[REQUESTS]:
(A) In two sentences, what does the router safety text say?
(B) Could you carry the router safety text forward from its last sentence?

[DOCUMENT SECTION]:
━━━━━━

Something that lots of folks do not realize is that routers at 10-20,000 RPM "gyro." Basically it is just like a bicycle wheel that wants to stay pointed in one direction when it is rotating ...that's why you get away with "look mom, no hands." What happens with any gyro is that when you smack it (e.g., the bit gets hung up), it will go into a hard to predict and hard to handle motion... (for the techies, it wants to precess). An interesting experiment is to remove the bit, turn the trim router on and try to twist the router. It will want to jump out of your hand. The faster you move, the greater the force generated. With a bit that snags the work, you can get into lots of trouble fast. Morale of the story clamp, clamp, clamp....
What makes it even more funny is it looks like the 6 sigma liability folks made sure it was properly framed in case someone actually tried making a sissy stick and got hurt.
All of this thinking came from what managers label as "6-sigma." Mathematically, that is 3.4 "problems" out of 1,000,000 "opportunities." It does not take the human element of "self protection" into account. In other words, it assumes that a worker doesn't care if they cut off a finger, are injured, or even die.

━━━━━━

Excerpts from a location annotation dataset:
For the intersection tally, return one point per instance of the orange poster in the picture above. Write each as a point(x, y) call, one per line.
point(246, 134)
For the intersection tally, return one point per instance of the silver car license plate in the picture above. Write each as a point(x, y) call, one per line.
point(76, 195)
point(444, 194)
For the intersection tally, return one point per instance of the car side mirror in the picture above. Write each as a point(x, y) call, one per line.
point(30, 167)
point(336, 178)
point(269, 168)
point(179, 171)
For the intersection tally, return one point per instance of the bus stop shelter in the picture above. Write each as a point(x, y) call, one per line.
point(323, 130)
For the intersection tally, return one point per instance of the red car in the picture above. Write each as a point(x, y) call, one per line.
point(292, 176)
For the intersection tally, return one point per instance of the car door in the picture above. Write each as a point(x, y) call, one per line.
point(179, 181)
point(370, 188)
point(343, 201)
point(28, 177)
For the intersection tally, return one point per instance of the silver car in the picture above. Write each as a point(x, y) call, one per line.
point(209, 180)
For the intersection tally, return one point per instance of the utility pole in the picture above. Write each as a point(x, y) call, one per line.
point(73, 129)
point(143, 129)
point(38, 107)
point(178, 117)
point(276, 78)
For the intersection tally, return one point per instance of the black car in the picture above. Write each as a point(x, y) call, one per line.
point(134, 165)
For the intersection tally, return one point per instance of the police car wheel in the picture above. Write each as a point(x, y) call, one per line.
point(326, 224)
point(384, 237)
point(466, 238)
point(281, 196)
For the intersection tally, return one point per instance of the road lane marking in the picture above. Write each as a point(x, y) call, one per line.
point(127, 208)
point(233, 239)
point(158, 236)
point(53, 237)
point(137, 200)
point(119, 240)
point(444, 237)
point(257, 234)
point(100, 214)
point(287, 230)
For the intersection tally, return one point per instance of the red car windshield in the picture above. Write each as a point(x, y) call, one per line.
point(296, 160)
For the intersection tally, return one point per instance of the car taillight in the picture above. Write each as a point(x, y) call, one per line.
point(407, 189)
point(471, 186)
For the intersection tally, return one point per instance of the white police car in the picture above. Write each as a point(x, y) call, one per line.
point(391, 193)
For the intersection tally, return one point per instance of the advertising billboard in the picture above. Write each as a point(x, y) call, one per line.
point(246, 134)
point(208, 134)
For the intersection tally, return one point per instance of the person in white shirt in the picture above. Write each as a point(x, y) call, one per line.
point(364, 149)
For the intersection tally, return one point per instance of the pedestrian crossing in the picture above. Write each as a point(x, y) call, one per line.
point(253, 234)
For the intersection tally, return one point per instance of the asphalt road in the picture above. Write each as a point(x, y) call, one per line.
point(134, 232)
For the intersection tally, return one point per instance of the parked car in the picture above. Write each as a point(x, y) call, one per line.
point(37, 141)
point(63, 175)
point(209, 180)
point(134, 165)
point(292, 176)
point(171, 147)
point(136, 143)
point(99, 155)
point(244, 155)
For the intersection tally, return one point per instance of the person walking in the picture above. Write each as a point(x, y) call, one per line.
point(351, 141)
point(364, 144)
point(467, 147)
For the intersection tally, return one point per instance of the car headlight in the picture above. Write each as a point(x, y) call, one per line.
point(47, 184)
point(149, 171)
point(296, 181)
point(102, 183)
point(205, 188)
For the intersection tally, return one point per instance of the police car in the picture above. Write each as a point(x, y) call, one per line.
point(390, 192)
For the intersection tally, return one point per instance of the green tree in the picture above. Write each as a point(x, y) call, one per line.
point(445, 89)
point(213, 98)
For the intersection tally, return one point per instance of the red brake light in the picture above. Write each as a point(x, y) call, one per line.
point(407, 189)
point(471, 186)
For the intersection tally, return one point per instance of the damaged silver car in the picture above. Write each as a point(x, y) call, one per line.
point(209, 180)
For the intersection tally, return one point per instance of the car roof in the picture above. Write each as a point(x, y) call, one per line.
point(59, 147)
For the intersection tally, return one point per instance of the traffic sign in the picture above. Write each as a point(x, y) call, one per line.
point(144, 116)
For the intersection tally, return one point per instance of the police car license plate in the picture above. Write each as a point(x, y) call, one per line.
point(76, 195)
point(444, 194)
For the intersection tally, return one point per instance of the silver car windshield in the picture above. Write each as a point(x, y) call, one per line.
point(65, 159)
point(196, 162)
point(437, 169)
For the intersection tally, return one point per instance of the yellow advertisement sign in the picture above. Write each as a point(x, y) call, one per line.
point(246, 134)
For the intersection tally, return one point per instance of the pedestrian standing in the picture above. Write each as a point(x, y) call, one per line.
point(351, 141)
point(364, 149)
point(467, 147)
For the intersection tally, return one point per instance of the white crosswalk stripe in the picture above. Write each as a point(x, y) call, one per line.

━━━━━━

[PER-TASK OUTPUTS]:
(A) Routers spinning at 10-20,000 RPM act like a gyro, so a bit that snags the work can throw the tool into a hard-to-predict, hard-to-handle motion, and the lesson drawn is to clamp the work. The text also says that 6-sigma thinking, 3.4 problems out of 1,000,000 opportunities, does not take the human element of self-protection into account.

(B)
Where I work, some "safety expert" began requiring chuck guards on lathes only to discover that the guards became more of a hazard than the machine itself. The problem is that few of the "do-gooders" have ever been down on the floor and they only rely on theory. And unfortunately, they are usually blind to the boundaries between fact, theory, and hypothesis. The result is that they end up making it worse for everyone.
Beths0802 has a good point. Why wasn't this person found 100% at fault because he DID NOT buy the saw with the technology. After all, the technology is patented and proprietary and not available to all manufacturers. They should reverse this on an appeal.
With my first table saw, I didn't have the correct table insert for a molding head. The saw grabbed the stock and threw it and missed my head by fractions of an inch. Fortunately, I knew enough not to stand directly behind the blade.
---Be sure to read, understand, and follow your power tool instructions....how many times have we heard that.....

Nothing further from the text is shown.